-- Goal --
Edit the items below by replacing "Identify" with "Locate" throughout and leaving everything else unchanged. Omit the pictures from your answer.

-- Data section --

---*---

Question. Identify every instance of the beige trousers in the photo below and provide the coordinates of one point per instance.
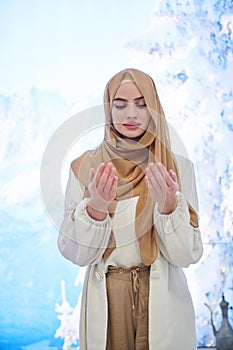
(128, 295)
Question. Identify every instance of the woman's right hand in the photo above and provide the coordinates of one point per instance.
(102, 188)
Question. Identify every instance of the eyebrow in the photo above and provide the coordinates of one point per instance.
(124, 100)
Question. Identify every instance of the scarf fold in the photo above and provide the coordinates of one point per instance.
(130, 159)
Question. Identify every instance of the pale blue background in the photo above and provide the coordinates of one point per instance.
(55, 60)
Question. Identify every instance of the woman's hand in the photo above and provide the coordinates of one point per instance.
(102, 188)
(162, 185)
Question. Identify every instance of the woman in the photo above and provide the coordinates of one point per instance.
(131, 217)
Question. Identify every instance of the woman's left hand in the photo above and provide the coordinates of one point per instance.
(162, 185)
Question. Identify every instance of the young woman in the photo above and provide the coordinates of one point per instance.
(131, 217)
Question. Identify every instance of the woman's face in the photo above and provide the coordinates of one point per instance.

---*---

-- Task result --
Question. Locate every instance of the beige trousers in the photo below and provide the coordinates of one point per instance.
(128, 295)
Question. Locate every instance of the woman's right hand in the photo above and provide the coordinates of one point per instance.
(102, 188)
Question. Locate every instance of the eyebrow in the photo above and provide the coordinates of one point per instance.
(124, 100)
Question. Locate every instance of the scarf fold in the photo above and provide the coordinates of one point per instance.
(130, 159)
Question. Locate every instance of the pale blue background in the photo above and provide the coordinates of one point per instance.
(55, 60)
Question. Locate every instance of the woman's hand in the photo above and provide the coordinates of one point per instance.
(102, 188)
(162, 185)
Question. Locate every instance of the woman in the photo above and provide the coordinates of one point per instance.
(131, 217)
Question. Locate every instance of the woman's left hand in the photo above and provide the coordinates of one point per instance.
(162, 185)
Question. Locate every instance of the young woman in the photo above and provide the coordinates of one point per instance.
(131, 217)
Question. Locate every instance of the woman's face in the photo above and provide the coordinates of one point per instance.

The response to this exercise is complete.